» TASK DETAILS
Retype the lines of the material below, from the line containing "need the amber" through the line containing "246;207;374;237", with no changes.

Coordinate annotation entries:

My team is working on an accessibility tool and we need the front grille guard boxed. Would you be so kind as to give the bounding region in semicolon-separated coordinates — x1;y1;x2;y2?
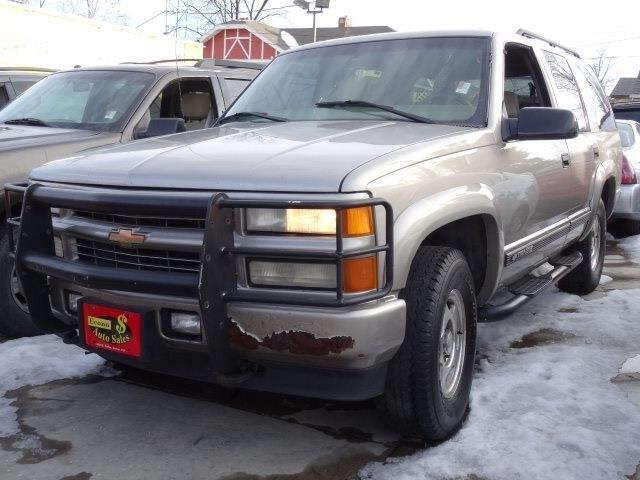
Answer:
5;184;393;372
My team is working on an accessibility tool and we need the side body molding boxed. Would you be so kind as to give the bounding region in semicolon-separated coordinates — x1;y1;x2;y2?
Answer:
394;184;504;304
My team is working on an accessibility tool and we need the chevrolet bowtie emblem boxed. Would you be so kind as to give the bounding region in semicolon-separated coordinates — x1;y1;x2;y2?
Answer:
108;228;147;247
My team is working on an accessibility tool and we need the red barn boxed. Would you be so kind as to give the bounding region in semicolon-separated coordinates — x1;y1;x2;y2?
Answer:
201;17;394;60
202;20;293;60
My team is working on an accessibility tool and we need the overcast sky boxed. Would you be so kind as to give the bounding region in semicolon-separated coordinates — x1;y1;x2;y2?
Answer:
120;0;640;86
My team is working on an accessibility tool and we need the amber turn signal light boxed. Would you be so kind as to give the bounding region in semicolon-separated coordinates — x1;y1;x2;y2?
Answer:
342;255;378;293
341;207;373;237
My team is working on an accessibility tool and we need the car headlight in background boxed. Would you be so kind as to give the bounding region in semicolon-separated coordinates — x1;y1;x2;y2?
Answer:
246;207;374;237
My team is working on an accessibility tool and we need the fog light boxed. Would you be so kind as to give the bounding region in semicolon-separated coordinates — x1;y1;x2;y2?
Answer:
67;292;82;313
171;312;201;335
53;236;64;258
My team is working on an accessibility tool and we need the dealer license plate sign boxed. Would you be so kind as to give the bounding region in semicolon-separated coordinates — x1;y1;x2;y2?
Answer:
82;303;142;358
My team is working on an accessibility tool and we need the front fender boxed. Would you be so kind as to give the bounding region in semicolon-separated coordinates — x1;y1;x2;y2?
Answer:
394;185;504;302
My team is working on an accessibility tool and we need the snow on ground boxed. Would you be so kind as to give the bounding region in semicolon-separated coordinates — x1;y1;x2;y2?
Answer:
362;248;640;480
0;335;104;437
620;355;640;374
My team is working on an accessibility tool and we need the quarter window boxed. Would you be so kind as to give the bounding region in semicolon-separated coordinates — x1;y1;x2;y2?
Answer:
545;52;589;132
0;85;9;108
577;64;611;128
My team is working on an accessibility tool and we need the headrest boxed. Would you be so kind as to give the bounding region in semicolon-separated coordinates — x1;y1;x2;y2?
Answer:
504;91;520;118
182;92;211;120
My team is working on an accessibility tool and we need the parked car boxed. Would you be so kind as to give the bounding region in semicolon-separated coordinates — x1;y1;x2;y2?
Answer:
610;120;640;237
613;102;640;122
0;67;55;109
0;61;262;336
11;31;622;440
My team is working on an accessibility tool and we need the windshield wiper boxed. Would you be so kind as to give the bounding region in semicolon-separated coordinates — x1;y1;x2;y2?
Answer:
3;117;51;127
316;100;435;123
218;112;288;127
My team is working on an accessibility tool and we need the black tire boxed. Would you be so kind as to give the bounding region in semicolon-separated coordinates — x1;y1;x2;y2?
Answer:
558;200;607;295
379;247;477;442
607;219;640;238
0;226;43;338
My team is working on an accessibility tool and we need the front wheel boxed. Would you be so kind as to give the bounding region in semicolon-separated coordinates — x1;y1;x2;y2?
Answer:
0;229;42;337
381;247;477;442
558;200;607;295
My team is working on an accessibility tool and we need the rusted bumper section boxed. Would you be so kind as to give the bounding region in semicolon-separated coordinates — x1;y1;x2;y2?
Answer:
229;296;405;370
50;279;405;400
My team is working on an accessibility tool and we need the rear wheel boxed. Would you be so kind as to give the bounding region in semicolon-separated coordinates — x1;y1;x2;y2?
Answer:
558;200;607;295
381;247;477;441
608;220;640;238
0;228;43;337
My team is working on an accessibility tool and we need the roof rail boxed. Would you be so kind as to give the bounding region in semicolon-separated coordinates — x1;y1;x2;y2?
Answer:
0;67;57;73
122;58;270;70
194;58;270;70
516;28;581;58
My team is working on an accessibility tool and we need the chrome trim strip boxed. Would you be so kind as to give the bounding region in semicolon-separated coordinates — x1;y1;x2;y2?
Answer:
504;207;591;267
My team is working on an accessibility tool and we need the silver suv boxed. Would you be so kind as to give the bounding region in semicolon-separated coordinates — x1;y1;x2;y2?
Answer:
10;31;622;440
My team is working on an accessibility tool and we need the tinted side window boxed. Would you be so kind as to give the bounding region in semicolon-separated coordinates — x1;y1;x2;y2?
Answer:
544;52;588;132
224;78;250;104
576;64;611;128
0;85;9;108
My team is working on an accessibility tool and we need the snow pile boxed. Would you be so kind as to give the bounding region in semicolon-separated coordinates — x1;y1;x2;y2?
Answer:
362;284;640;480
0;335;104;437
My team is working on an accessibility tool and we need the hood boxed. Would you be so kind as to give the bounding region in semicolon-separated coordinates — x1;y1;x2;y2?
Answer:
0;123;101;151
31;121;474;192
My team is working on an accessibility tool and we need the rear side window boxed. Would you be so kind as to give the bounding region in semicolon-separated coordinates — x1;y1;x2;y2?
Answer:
544;52;589;132
0;85;9;108
616;122;636;148
576;64;611;128
224;78;250;104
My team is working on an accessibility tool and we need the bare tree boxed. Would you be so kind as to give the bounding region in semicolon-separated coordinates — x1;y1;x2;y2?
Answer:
85;0;100;18
591;50;614;90
167;0;291;36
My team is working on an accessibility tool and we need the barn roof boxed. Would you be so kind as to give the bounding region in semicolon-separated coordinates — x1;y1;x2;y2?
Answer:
200;20;395;52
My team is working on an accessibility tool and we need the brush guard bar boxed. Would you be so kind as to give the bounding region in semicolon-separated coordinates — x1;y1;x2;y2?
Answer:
5;183;393;373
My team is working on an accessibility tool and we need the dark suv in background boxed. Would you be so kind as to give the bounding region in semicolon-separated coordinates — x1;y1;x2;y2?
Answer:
0;67;55;109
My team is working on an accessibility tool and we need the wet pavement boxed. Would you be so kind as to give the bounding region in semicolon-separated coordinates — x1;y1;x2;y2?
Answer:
0;240;640;480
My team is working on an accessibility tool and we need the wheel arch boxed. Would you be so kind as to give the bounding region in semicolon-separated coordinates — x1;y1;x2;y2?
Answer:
394;186;504;304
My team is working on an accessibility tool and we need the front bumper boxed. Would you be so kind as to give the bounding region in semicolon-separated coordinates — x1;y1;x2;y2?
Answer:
7;185;405;400
611;184;640;220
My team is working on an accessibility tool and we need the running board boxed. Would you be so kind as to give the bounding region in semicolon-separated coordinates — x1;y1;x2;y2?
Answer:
478;252;582;323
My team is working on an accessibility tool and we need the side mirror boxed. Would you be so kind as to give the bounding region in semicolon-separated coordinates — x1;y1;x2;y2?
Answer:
138;118;187;138
505;107;578;140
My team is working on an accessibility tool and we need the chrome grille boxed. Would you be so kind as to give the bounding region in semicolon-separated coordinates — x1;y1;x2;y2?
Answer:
73;211;205;230
75;238;200;273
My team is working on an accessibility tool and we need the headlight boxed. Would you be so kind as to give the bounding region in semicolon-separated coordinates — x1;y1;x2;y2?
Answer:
249;255;378;293
249;260;336;289
246;207;373;237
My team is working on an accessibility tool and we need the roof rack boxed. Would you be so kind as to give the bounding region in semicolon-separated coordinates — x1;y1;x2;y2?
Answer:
516;28;580;58
194;58;270;70
122;58;269;70
0;67;57;73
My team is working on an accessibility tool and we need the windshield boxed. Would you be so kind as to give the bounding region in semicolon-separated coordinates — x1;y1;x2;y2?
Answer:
616;122;636;148
0;70;155;132
227;37;489;126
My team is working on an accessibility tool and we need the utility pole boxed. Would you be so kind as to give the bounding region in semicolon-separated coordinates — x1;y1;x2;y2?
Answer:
293;0;331;43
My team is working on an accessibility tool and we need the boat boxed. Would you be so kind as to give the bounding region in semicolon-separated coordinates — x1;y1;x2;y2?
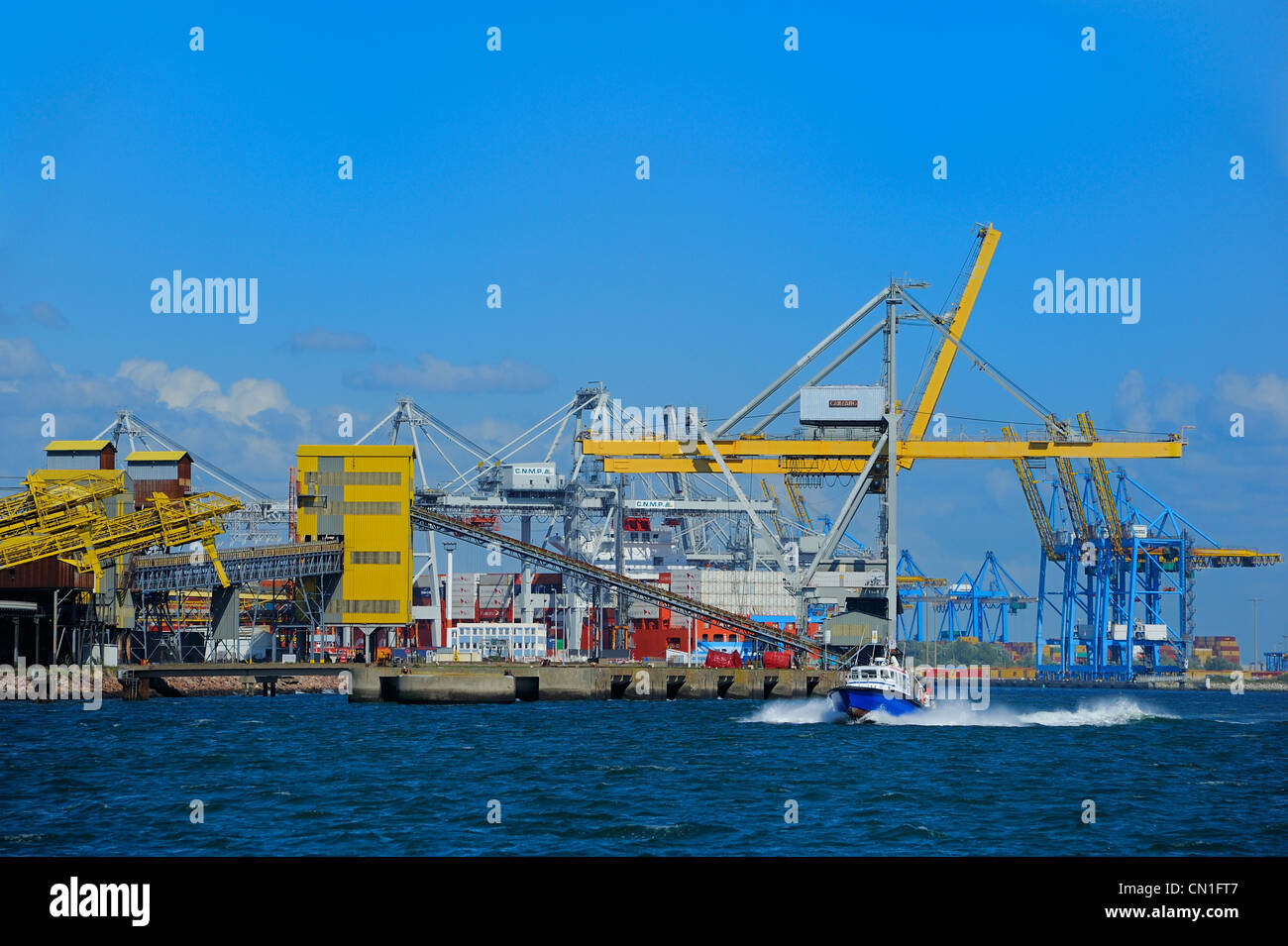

» REPLY TO THE TASK
My team is working on an accessibility tool and we need the amber turn signal light boxed. Would you be so kind as to give the bounding region in semicolon-separated coordinates — x1;y1;x2;y2?
Answer:
342;255;378;293
341;207;373;237
My team is working on an accessibility tool and we need the car headlight in background boxed. Would you be so kind as to give the bounding region in semicolon-separated coordinates — x1;y1;x2;y2?
Answer:
246;207;374;237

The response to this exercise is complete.